**PROBLEM DETAILS**
From the film review extract, please output the passage between "Digging deeper, while" and "glorification of battle.", inclusive, word for word.

**DOCUMENT EXTRACT**

==*==

Digging deeper, while the novel from which the book is adapted is accused of promoting fascism and military rule, the film seems to completely turn the tables, serving as a satire on those concepts. Continually cutting back to the propagandist video segments, it appears as though the filmmakers were aiming to ridicule war ideologies, particularly fascism, as a whole. This theme is carried through in other aspects of the film, including the officer’s uniforms & military-speak, and that’s the humor of it all. The film totally plays like an anti-war film that still wants you to enjoy the grandeur of war. At times, it’s a complete mockery of the evils of war and how it affects mankind, yet moments later, it plays up the special effects to demonstrate the spectacle, demonstrating a complete over glorification of battle.

==*==

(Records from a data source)
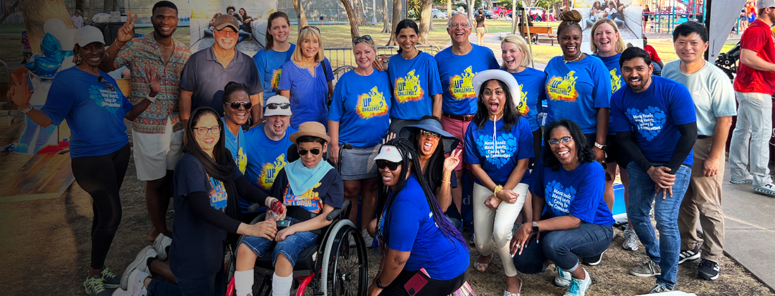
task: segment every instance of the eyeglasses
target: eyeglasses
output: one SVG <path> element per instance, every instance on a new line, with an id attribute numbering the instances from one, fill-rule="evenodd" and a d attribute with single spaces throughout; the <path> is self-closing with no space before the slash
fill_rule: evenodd
<path id="1" fill-rule="evenodd" d="M 226 28 L 223 28 L 223 29 L 221 29 L 218 30 L 218 33 L 219 33 L 221 34 L 223 34 L 224 36 L 237 36 L 236 31 L 232 31 L 232 30 L 230 30 L 230 29 L 226 29 Z"/>
<path id="2" fill-rule="evenodd" d="M 441 135 L 433 132 L 429 132 L 425 129 L 420 130 L 420 136 L 422 137 L 423 139 L 439 139 L 441 138 Z"/>
<path id="3" fill-rule="evenodd" d="M 288 104 L 288 103 L 269 103 L 269 104 L 267 104 L 267 108 L 268 108 L 270 110 L 274 110 L 274 109 L 277 108 L 277 107 L 280 107 L 281 109 L 287 109 L 288 108 L 291 108 L 291 104 Z"/>
<path id="4" fill-rule="evenodd" d="M 556 146 L 557 146 L 557 144 L 559 144 L 560 143 L 562 143 L 563 145 L 564 144 L 567 144 L 568 142 L 570 142 L 570 140 L 573 139 L 574 139 L 574 137 L 572 137 L 570 136 L 563 136 L 562 138 L 560 138 L 560 139 L 549 139 L 546 142 L 549 143 L 549 146 L 550 147 L 556 147 Z"/>
<path id="5" fill-rule="evenodd" d="M 250 102 L 232 102 L 229 103 L 229 105 L 232 107 L 232 110 L 239 110 L 239 106 L 245 107 L 245 110 L 250 110 L 250 108 L 253 107 L 253 103 Z"/>
<path id="6" fill-rule="evenodd" d="M 353 43 L 357 43 L 359 42 L 364 41 L 364 40 L 365 41 L 371 41 L 371 36 L 368 36 L 368 35 L 363 35 L 363 36 L 357 36 L 357 37 L 353 38 Z"/>
<path id="7" fill-rule="evenodd" d="M 387 167 L 388 169 L 390 170 L 395 170 L 398 169 L 398 164 L 401 164 L 401 163 L 394 163 L 394 162 L 388 161 L 388 160 L 377 160 L 377 168 L 378 168 L 380 170 L 384 170 L 385 167 Z"/>
<path id="8" fill-rule="evenodd" d="M 208 131 L 212 133 L 213 135 L 218 135 L 221 133 L 221 126 L 215 126 L 213 127 L 199 126 L 194 128 L 196 129 L 196 133 L 198 134 L 199 136 L 207 135 Z"/>
<path id="9" fill-rule="evenodd" d="M 318 155 L 318 154 L 320 154 L 320 149 L 319 148 L 312 148 L 312 149 L 310 149 L 308 150 L 306 150 L 306 149 L 299 149 L 298 150 L 298 155 L 301 155 L 301 156 L 303 157 L 305 155 L 307 155 L 308 152 L 312 153 L 312 155 Z"/>
<path id="10" fill-rule="evenodd" d="M 105 89 L 107 89 L 108 91 L 115 91 L 115 88 L 114 88 L 113 84 L 111 84 L 110 82 L 108 82 L 108 79 L 106 79 L 105 77 L 102 76 L 97 77 L 97 82 L 104 84 Z"/>

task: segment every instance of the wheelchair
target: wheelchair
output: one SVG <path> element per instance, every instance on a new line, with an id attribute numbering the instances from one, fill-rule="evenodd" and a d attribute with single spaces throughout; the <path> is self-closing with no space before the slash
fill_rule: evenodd
<path id="1" fill-rule="evenodd" d="M 296 154 L 295 144 L 288 148 Z M 290 159 L 298 154 L 288 154 Z M 325 160 L 324 160 L 325 161 Z M 360 232 L 347 219 L 351 209 L 350 201 L 344 201 L 342 208 L 335 209 L 326 219 L 332 222 L 320 229 L 319 242 L 301 251 L 294 267 L 294 286 L 296 295 L 357 296 L 365 295 L 368 289 L 368 263 L 366 244 Z M 260 207 L 260 205 L 254 205 Z M 255 224 L 264 220 L 262 214 L 251 222 Z M 245 239 L 240 236 L 237 246 Z M 352 245 L 352 246 L 351 246 Z M 236 250 L 235 250 L 236 252 Z M 253 294 L 268 296 L 272 291 L 272 265 L 270 253 L 256 260 L 253 268 Z M 226 296 L 234 293 L 236 255 L 229 266 L 229 279 Z"/>

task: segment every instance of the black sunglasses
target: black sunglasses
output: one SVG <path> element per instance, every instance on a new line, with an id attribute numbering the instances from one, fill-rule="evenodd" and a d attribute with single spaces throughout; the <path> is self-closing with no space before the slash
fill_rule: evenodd
<path id="1" fill-rule="evenodd" d="M 388 167 L 388 170 L 395 170 L 398 169 L 398 165 L 399 164 L 401 164 L 401 163 L 394 163 L 394 162 L 388 161 L 388 160 L 377 160 L 377 168 L 378 168 L 380 170 L 384 170 L 385 168 L 385 167 Z"/>
<path id="2" fill-rule="evenodd" d="M 312 149 L 310 149 L 308 150 L 306 150 L 306 149 L 299 149 L 298 150 L 298 155 L 301 155 L 301 156 L 303 157 L 305 155 L 307 155 L 308 152 L 312 152 L 313 155 L 318 155 L 318 154 L 320 154 L 320 149 L 319 148 L 312 148 Z"/>
<path id="3" fill-rule="evenodd" d="M 106 79 L 105 77 L 102 76 L 97 77 L 97 82 L 104 84 L 105 88 L 107 89 L 108 91 L 115 91 L 115 88 L 114 88 L 113 84 L 111 84 L 110 82 L 108 82 L 108 79 Z"/>
<path id="4" fill-rule="evenodd" d="M 229 105 L 232 107 L 232 110 L 239 110 L 239 106 L 245 107 L 245 110 L 250 110 L 250 108 L 253 107 L 253 103 L 250 102 L 232 102 L 229 103 Z"/>
<path id="5" fill-rule="evenodd" d="M 274 110 L 274 109 L 277 108 L 277 107 L 280 107 L 281 109 L 287 109 L 288 108 L 291 108 L 291 104 L 288 104 L 288 103 L 269 103 L 269 104 L 267 104 L 267 108 L 270 108 L 270 110 Z"/>

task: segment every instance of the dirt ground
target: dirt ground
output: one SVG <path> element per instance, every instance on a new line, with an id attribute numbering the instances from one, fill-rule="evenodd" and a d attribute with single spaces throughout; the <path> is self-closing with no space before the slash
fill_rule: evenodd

==*==

**RESPONSE FOR THIS EXERCISE**
Digging deeper, while the novel from which the book is adapted is accused of promoting fascism and military rule, the film seems to completely turn the tables, serving as a satire on those concepts. Continually cutting back to the propagandist video segments, it appears as though the filmmakers were aiming to ridicule war ideologies, particularly fascism, as a whole. This theme is carried through in other aspects of the film, including the officer’s uniforms & military-speak, and that’s the humor of it all. The film totally plays like an anti-war film that still wants you to enjoy the grandeur of war. At times, it’s a complete mockery of the evils of war and how it affects mankind, yet moments later, it plays up the special effects to demonstrate the spectacle, demonstrating a complete over glorification of battle.